**Stated problem**
Put every line below into a JSON list of strings, one string per line, skipping blank lines. Leave the pictures out.

**Entries**
-=-=-

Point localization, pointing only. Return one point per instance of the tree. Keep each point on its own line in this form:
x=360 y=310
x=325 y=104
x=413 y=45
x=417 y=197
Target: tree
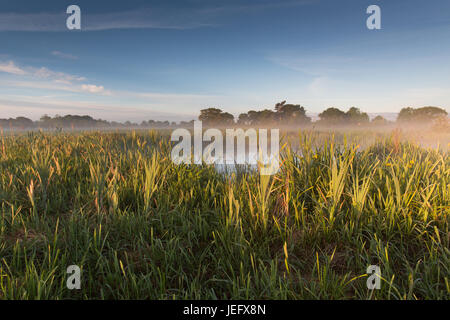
x=355 y=116
x=424 y=114
x=332 y=116
x=379 y=120
x=215 y=117
x=291 y=113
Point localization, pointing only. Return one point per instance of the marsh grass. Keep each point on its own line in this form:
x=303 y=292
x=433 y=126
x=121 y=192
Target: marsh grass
x=141 y=227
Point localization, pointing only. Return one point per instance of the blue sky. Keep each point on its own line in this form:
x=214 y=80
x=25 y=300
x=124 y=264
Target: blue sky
x=136 y=59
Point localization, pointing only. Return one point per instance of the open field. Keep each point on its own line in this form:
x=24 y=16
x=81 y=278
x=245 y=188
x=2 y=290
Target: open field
x=141 y=227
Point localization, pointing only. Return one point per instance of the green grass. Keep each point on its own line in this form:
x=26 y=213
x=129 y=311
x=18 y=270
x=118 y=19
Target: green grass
x=141 y=227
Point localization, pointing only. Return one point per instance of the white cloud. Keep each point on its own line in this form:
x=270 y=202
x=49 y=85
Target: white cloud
x=10 y=67
x=63 y=55
x=92 y=88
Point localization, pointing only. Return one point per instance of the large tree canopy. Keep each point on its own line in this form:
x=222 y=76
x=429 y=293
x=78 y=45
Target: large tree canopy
x=215 y=117
x=424 y=114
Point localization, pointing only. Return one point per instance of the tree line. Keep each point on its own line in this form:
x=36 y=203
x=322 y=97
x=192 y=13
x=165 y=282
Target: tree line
x=282 y=114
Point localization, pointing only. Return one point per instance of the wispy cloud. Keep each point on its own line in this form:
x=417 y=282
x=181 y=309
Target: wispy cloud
x=44 y=78
x=164 y=16
x=63 y=55
x=10 y=67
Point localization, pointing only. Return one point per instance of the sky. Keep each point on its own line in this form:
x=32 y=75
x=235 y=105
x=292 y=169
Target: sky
x=166 y=60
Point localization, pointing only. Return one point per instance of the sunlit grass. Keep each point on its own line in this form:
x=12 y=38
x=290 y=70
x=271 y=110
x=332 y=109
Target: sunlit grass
x=141 y=227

-=-=-

**Written solution**
[
  "Point localization, pointing only. Return one point per instance of the tree. Keep each point on its own line in this form:",
  "x=360 y=310",
  "x=325 y=104",
  "x=413 y=45",
  "x=417 y=197",
  "Target: tree",
  "x=355 y=116",
  "x=424 y=114",
  "x=332 y=116",
  "x=379 y=120",
  "x=215 y=117",
  "x=291 y=113",
  "Point localization, pointing only. Return one point per instance of the marsh grass. Keep each point on its own line in this form:",
  "x=303 y=292",
  "x=433 y=126",
  "x=121 y=192",
  "Target: marsh grass",
  "x=141 y=227",
  "Point localization, pointing only. Return one point per instance of the blue sky. Keep each point on its own line in this form:",
  "x=214 y=80",
  "x=25 y=300",
  "x=124 y=264",
  "Target: blue sky",
  "x=136 y=59",
  "Point localization, pointing only. Return one point per instance of the open field. Keep each point on its own line in this form:",
  "x=24 y=16",
  "x=81 y=278",
  "x=245 y=188",
  "x=2 y=290",
  "Target: open field",
  "x=141 y=227",
  "Point localization, pointing only. Return one point per instance of the green grass. Keep each point on its own line in this form:",
  "x=26 y=213",
  "x=129 y=311",
  "x=18 y=270",
  "x=118 y=19",
  "Target: green grass",
  "x=141 y=227",
  "Point localization, pointing only. Return one point per instance of the white cloud. Keep each point on its own line in this form:",
  "x=270 y=202",
  "x=49 y=85",
  "Target: white cloud",
  "x=10 y=67",
  "x=63 y=55",
  "x=92 y=88",
  "Point localization, pointing only. Return one point per instance of the large tree canopy. Keep each point on its own line in this form:",
  "x=222 y=76",
  "x=429 y=293",
  "x=78 y=45",
  "Target: large tree canopy",
  "x=215 y=117",
  "x=424 y=114",
  "Point localization, pointing only. Return one point per instance of the tree line. Keep each point on its own line in this form:",
  "x=36 y=203",
  "x=322 y=97",
  "x=192 y=13",
  "x=165 y=282",
  "Target: tree line",
  "x=282 y=114",
  "Point localization, pointing only. Return one point per instance of the wispy cloud. Keep each point on its own line in this form:",
  "x=417 y=282",
  "x=181 y=309",
  "Target: wispy cloud",
  "x=44 y=78",
  "x=164 y=16",
  "x=63 y=55",
  "x=10 y=67",
  "Point localization, pointing only. Return one point per instance of the sky. Keep each point on its own line in this form:",
  "x=32 y=75",
  "x=235 y=105",
  "x=292 y=169",
  "Target: sky",
  "x=166 y=60",
  "Point localization, pointing only. Return one point per instance of the sunlit grass. Keep each point on its own line in this form:",
  "x=12 y=38",
  "x=290 y=70",
  "x=271 y=110",
  "x=332 y=109",
  "Target: sunlit grass",
  "x=141 y=227"
]